§ Stated task 1
In the essay on energy poverty, why are markets said to be good at distributing private goods such as bicycles or hamburgers? Answer in one to three sentences.
§ Stated task 2
Copy a passage from the essay on energy poverty word for word. Begin at the words "This essay demonstrates" and stop after "decades to come.".

§ Extracted text
────────────────────

If energy poverty and access is such a pressing social problem, why do we need to involve governments in addressing it at all? In other words, why won’t the market devise solutions and innovative business models for expanding access to modern energy services? Or, why don’t major institutions like the United Nations or the World Bank tackle the pesky issue once and for all as part of their donor agendas?
This essay demonstrates why. It argues that energy poverty arises from a market failure that only governments and public institutions are well-suited to engage. It then presents evidence that without strong public policy intervention geared towards expanding energy access, particularly in rural communities, hundreds of millions of people will remain mired in energy insecurity and human poverty for many decades to come.
Markets and intervention
It is useful briefly to delve into some basic theory about markets and government intervention. One quite fundamental problem is that markets only work for certain types of goods. They tend to be efficient at distributing private goods such as bicycles or hamburgers – where property rights can be completely defined and protected, where owners can exclude others from access, and where property rights can be transferred or sold – but less effective for common-pool goods or public goods that need agreed-upon rules or sanctions. Unfettered economic markets are almost completely ineffective at distributing public goods such as clean air or improved energy security, for instance.
It is no surprise, then, that an extremely large number of people around the world do not receive modern energy services, especially through mini-grids or devices beyond solar home systems that lack business channels, because of a market failure to deliver them – a situation in which neither private actors nor major donors expand energy networks to reach a socially desirable state. Instead, the very poor fall through the cracks and are too politically distant and economically costly to provide with energy services, even under many international programmes. Rural communities in off-grid villages often fall into this category, so that energy access becomes a higher development goal, not a lower one.

────────────────────

§ Given entries
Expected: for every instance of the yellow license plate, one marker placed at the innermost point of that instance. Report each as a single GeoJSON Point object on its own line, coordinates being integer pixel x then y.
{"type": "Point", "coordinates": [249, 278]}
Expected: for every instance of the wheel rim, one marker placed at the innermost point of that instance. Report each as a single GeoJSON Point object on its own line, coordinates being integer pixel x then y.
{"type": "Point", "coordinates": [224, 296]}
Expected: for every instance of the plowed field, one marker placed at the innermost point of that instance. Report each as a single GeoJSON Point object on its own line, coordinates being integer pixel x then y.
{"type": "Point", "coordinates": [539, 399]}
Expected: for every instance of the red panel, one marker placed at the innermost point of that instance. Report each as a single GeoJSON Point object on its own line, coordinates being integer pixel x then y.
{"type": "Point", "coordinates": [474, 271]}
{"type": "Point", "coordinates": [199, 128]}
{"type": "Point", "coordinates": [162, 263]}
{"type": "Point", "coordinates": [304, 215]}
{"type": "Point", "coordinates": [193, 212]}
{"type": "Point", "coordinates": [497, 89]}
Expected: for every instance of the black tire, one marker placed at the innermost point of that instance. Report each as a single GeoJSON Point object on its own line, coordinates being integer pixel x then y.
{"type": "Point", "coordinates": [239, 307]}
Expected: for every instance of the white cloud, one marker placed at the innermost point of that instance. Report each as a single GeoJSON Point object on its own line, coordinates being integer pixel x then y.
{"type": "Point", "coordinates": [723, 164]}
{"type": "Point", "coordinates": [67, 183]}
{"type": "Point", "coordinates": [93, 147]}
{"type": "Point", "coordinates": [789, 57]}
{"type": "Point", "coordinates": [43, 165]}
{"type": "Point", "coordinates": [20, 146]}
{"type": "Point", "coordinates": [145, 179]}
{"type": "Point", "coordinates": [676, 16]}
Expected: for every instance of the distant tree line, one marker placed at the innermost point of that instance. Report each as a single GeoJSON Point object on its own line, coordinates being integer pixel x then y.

────────────────────

§ Worked solution 1
Markets handle private goods well because property rights over them can be fully defined and protected. Owners can keep others from using them, and the rights can be transferred or sold.

§ Worked solution 2
This essay demonstrates why. It argues that energy poverty arises from a market failure that only governments and public institutions are well-suited to engage. It then presents evidence that without strong public policy intervention geared towards expanding energy access, particularly in rural communities, hundreds of millions of people will remain mired in energy insecurity and human poverty for many decades to come.